## EXERCISE REQUIREMENTS
a) In the forum thread on suspension arms, what does R.I.P.S NZ say he will make so he can do more sets as required?
b) Return everything in the forum thread on suspension arms from "I'll get the" down to "(Sep 17, 2007)", copied word for word.
c) Resume the forum thread on suspension arms from the point where it stops.

## TEXT TO READ
────────────────────

Rob, would you be able to do a set in the future? or just doing one batch soonish and thats it?

I'm still working towards getting the v8 running, so I have to stay focussed on that before messing with suspension!


----------



## R.I.P.S NZ (May 7, 2004)

Yeah, looks like I'll make a decent jig so I can do more as required.

I'll get the first 2-3 sets done and on cars, go on chassis machine etc and check the settings and range etc and do some testing and go from there.

Rob


----------



## Cris (Sep 17, 2007)

R.I.P.S NZ said:


> I had a look on driftworks and couldn't see any for 4wd GTR? plenty of 2wd stuff, can you send a link or post a pic?


You are, of course, correct. Getting my front and rear arms mixed up. D'oh!

Interesting to note that the linked Godspeed stuff seems to be identical to Driftworks stuff but for the colour...


----------



## comzilla87 (Jul 3, 2009)

What happened to these Rob? You still making them?


----------



## YB0THA (Jul 31, 2010)

Did theses get made at all??? Anyone


----------



## blue34 (Jul 28, 2005)

Proper thread resurrection..

You could also search for lower adjustable arms available for a z32 300zx...

────────────────────

## DATA LINES
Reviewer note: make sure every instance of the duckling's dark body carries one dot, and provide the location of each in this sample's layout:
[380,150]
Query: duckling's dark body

────────────────────

## TASK-BY-TASK RESULTS
a) A decent jig.

b)
I'll get the first 2-3 sets done and on cars, go on chassis machine etc and check the settings and range etc and do some testing and go from there.

Rob


----------



## Cris (Sep 17, 2007)

c)
Get your Driftworks Front & Rear Adjustable Lower Arms Nissan S13 S14 S

A lot of suspension arms are compatible across the S z32 and r32/3/4 models


----------



## simplysideways (Apr 17, 2007)

blue34 said:


> Proper thread resurrection..
> 
> You could also search for lower adjustable arms available for a z32 300zx...
> 
> ...


----------



## FRRACER (Jun 23, 2013)

I would avoid drift works arms they self destruct and rust up pretty quick also the rose joint is not of the best quality.


----------



## YB0THA (Jul 31, 2010)

Random question but are R32 GTS-t front caster arms the same as R32 GTR front caster arms?


----------



## Sub Boy (Jan 28, 2008)

YB0THA said:


> Random question but are R32 GTS-t front caster arms the same as R32 GTR front caster arms?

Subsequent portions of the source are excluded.